**AUFGABE A**
Gib an, in wie vielen Zeilen der Einträge die Zeichenfolge „construction“ vorkommt, wobei Groß- und Kleinschreibung zählt. Antworte nur mit der Zahl.

Im Beweissicherungsverfahren zur Tragödie von Luttach taucht eine neue Figur auf. Wie der Reiseleiter der Jugendgruppe aus Deutschland das Unfallgeschehen darstellt. 

von Thomas Vikoler

Im Gerichtssaal C des Bozner Landesgericht sitzen mindestens 25 Personen: Richter Emilio Schönsberg, Staatsanwalt Axel Bisignano, mehrere Anwälte und Gutachter der Verteidigung, dazu Anwälte und Gutachter mehrerer Zivilparteien, dazu einige Angehörige der Opfer des Horrorunfalls von Luttach am 5. Jänner. Nicht dabei ist der Protagonist des Falles, der Ehrenburger Stefan Lechner, seit Sommer wieder auf freiem Fuß.

Es ist der Tag des Gerichtsgutachters Luigi Cipriani. Er hat – trotz Corona – die Unfalldynamik im Rahmen eines Beweissicherungsverfahrens rekonstruiert. Und kam dabei zu überraschenden Ergebnissen. Wie berichtet, geht Cipriani von Tempo 90 beim Aufprall, einer eingeschränkten Sicht für den Unfallfahrer und einer Mitschuld der Opfer bzw. des Fahrers des Shuttlebusses aus.

Ein Gutachten, das Stefan Lechner erheblich entlastet. Statt einer Haftstrafe von über zehn Jahren kann er nun mit einer um rund fünf Jahre rechnen.

**GESPEICHERTE EINTRÄGE**
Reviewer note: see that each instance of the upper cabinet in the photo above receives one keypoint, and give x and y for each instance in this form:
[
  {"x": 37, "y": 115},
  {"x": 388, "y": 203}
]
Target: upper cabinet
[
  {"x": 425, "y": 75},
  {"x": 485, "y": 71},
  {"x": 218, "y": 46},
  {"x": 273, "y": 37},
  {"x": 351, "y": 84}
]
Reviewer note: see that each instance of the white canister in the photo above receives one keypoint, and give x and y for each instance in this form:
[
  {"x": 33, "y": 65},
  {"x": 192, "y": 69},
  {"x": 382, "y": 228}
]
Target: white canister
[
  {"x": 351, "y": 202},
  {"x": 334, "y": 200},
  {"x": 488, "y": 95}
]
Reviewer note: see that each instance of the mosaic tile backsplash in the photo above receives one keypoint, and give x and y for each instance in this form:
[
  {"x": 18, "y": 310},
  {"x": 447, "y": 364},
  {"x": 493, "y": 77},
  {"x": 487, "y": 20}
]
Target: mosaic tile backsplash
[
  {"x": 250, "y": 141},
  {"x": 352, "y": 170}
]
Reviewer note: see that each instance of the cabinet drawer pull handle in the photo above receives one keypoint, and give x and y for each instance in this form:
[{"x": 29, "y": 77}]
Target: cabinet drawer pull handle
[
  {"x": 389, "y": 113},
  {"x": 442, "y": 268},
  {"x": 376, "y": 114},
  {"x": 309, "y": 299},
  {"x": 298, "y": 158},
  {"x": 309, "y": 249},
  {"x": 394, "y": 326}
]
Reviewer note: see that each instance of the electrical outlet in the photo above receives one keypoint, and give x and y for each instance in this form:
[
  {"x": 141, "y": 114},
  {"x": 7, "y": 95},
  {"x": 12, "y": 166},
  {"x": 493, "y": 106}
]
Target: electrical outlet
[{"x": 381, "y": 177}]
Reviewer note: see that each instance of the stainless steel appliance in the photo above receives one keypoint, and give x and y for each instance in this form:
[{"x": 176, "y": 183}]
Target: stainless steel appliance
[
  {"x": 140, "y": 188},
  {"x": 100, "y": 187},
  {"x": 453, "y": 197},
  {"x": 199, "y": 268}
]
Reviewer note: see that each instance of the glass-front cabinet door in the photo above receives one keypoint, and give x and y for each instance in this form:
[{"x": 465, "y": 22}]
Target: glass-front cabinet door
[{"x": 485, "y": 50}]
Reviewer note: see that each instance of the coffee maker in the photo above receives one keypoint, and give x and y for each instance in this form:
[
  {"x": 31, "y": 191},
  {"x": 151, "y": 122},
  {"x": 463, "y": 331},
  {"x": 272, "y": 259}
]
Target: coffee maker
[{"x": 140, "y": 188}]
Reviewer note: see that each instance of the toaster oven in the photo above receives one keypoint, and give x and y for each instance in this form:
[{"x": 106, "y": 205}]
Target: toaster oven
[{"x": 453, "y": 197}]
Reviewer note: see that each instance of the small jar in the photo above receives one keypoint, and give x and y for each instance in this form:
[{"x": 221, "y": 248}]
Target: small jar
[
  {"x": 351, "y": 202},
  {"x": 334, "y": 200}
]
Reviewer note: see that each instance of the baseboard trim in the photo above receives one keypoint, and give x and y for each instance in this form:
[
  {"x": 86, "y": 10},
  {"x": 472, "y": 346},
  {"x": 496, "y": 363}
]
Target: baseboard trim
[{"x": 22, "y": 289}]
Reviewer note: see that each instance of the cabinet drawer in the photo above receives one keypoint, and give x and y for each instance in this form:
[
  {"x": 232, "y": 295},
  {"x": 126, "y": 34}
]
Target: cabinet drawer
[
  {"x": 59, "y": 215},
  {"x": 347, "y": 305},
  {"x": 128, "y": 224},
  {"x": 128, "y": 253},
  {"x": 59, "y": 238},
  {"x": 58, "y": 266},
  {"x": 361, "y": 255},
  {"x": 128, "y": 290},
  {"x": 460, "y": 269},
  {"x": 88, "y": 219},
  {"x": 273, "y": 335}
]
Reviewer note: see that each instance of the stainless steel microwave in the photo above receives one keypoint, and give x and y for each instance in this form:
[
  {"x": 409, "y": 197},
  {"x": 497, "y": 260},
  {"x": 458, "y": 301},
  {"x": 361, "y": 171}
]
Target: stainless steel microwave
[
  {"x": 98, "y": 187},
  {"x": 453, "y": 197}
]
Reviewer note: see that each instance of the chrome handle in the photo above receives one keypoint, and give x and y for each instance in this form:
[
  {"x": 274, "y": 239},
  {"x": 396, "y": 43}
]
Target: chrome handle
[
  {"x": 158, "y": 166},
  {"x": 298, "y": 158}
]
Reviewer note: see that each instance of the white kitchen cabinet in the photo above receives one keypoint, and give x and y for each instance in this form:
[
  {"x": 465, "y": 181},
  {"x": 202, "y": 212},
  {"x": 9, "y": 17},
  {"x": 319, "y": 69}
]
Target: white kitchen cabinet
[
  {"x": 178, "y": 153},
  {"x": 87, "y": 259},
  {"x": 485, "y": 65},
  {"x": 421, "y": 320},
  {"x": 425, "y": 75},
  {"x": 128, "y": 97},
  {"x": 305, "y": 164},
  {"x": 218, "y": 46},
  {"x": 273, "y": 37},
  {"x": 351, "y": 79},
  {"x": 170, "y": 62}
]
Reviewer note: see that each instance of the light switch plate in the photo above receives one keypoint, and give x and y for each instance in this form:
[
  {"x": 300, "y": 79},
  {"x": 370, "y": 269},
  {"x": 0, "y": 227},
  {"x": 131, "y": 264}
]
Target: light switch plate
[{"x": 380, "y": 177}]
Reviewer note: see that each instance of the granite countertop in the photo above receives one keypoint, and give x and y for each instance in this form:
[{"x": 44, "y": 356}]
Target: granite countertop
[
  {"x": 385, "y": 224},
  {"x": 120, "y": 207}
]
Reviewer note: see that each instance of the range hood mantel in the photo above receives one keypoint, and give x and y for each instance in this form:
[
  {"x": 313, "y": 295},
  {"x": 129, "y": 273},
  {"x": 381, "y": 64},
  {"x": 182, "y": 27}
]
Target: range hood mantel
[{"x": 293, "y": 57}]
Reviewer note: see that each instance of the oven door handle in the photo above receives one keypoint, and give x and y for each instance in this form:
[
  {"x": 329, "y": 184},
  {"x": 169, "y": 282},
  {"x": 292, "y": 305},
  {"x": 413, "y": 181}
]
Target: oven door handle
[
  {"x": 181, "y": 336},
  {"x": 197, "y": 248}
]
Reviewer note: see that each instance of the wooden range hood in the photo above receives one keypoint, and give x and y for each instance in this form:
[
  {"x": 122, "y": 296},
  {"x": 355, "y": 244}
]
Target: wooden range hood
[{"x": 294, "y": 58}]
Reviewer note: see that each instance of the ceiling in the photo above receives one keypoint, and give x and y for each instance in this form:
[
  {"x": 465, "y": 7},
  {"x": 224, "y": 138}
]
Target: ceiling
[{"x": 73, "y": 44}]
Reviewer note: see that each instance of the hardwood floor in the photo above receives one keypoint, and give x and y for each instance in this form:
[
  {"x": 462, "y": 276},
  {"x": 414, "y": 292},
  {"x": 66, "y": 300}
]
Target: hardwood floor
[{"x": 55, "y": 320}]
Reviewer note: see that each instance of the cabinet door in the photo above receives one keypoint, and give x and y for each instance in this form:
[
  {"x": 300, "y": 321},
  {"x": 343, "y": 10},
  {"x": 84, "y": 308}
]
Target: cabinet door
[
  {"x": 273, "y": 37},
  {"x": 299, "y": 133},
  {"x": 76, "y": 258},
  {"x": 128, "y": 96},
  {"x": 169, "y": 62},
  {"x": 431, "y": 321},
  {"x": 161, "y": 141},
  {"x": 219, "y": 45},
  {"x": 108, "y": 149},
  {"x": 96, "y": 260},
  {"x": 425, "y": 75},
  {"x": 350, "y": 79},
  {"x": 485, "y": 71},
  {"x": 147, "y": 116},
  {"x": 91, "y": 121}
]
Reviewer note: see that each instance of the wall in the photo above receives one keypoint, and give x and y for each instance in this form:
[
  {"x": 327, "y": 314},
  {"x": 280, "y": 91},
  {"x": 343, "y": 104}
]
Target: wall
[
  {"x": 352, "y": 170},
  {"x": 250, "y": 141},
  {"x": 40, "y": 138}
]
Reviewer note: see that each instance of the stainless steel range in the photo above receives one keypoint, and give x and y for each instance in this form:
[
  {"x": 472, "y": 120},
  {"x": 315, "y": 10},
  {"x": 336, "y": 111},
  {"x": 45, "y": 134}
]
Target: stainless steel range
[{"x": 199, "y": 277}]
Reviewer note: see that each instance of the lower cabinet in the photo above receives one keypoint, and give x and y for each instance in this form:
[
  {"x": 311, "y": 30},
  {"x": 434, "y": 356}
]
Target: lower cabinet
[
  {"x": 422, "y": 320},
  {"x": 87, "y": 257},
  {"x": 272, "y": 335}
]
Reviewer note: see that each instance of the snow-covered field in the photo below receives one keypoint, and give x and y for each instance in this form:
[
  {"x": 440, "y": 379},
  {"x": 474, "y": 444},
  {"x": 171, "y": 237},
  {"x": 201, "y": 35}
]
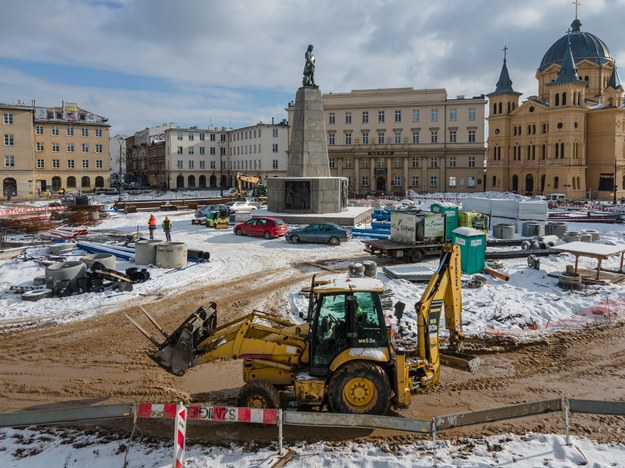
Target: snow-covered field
[{"x": 523, "y": 307}]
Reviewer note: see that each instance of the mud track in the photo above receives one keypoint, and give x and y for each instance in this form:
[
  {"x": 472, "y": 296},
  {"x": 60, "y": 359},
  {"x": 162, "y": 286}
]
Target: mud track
[{"x": 104, "y": 360}]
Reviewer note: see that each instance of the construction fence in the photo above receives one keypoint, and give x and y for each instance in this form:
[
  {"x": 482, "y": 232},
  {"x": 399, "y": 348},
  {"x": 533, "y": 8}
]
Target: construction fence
[{"x": 281, "y": 418}]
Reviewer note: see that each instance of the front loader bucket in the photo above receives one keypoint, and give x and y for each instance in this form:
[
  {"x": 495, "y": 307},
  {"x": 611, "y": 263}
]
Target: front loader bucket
[
  {"x": 461, "y": 361},
  {"x": 177, "y": 352}
]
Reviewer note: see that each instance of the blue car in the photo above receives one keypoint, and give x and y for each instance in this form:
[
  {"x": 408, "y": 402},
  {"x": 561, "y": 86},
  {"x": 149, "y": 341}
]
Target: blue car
[{"x": 328, "y": 233}]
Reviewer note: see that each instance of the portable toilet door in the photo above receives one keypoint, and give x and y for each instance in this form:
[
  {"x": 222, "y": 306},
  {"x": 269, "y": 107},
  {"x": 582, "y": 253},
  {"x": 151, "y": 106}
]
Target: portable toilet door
[{"x": 472, "y": 244}]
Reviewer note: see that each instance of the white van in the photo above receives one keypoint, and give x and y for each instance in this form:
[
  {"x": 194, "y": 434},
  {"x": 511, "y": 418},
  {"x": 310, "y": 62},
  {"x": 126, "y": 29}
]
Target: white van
[{"x": 555, "y": 198}]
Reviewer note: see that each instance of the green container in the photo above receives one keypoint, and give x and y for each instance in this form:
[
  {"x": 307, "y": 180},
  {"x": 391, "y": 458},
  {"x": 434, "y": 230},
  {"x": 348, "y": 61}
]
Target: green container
[
  {"x": 472, "y": 249},
  {"x": 451, "y": 217}
]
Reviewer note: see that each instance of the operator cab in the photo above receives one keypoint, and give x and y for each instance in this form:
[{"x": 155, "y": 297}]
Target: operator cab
[{"x": 346, "y": 314}]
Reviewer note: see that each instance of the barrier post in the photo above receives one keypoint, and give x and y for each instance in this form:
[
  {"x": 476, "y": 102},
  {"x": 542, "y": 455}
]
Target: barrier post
[
  {"x": 567, "y": 420},
  {"x": 180, "y": 428},
  {"x": 280, "y": 431}
]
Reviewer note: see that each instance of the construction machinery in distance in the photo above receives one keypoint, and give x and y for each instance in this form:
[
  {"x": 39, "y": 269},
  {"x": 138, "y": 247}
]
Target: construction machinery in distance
[
  {"x": 258, "y": 190},
  {"x": 344, "y": 355}
]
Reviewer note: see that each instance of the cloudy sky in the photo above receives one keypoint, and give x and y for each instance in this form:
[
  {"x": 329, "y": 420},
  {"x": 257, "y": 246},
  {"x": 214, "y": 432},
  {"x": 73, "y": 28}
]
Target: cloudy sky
[{"x": 237, "y": 62}]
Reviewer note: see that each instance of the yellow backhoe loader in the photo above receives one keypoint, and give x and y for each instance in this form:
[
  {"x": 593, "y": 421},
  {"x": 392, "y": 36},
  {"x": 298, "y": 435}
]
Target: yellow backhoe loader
[{"x": 342, "y": 355}]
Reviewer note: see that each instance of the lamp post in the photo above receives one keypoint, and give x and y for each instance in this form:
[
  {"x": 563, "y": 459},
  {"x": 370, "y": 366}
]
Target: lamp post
[{"x": 221, "y": 166}]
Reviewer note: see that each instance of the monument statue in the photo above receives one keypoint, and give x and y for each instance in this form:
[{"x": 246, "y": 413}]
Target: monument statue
[{"x": 309, "y": 68}]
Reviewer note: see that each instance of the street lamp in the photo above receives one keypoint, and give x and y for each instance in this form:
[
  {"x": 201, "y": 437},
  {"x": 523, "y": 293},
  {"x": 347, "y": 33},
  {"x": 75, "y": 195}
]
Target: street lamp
[{"x": 221, "y": 166}]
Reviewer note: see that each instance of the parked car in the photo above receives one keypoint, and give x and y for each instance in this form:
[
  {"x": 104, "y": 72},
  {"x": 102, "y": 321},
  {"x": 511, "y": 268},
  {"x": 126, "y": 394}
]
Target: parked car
[
  {"x": 202, "y": 211},
  {"x": 267, "y": 227},
  {"x": 240, "y": 207},
  {"x": 329, "y": 233}
]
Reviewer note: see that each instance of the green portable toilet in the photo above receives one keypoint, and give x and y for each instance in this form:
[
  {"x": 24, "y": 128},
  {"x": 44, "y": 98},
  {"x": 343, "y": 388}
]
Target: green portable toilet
[
  {"x": 472, "y": 244},
  {"x": 451, "y": 216}
]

**AUFGABE B**
Schreib aus dem Bericht zum Unfall von Luttach den Abschnitt von „Im Beweissicherungsverfahren zur“ bis „das Unfallgeschehen darstellt.“ buchstabengetreu ab.

**VOLLSTÄNDIGE ANTWORT A**
4

**VOLLSTÄNDIGE ANTWORT B**
Im Beweissicherungsverfahren zur Tragödie von Luttach taucht eine neue Figur auf. Wie der Reiseleiter der Jugendgruppe aus Deutschland das Unfallgeschehen darstellt.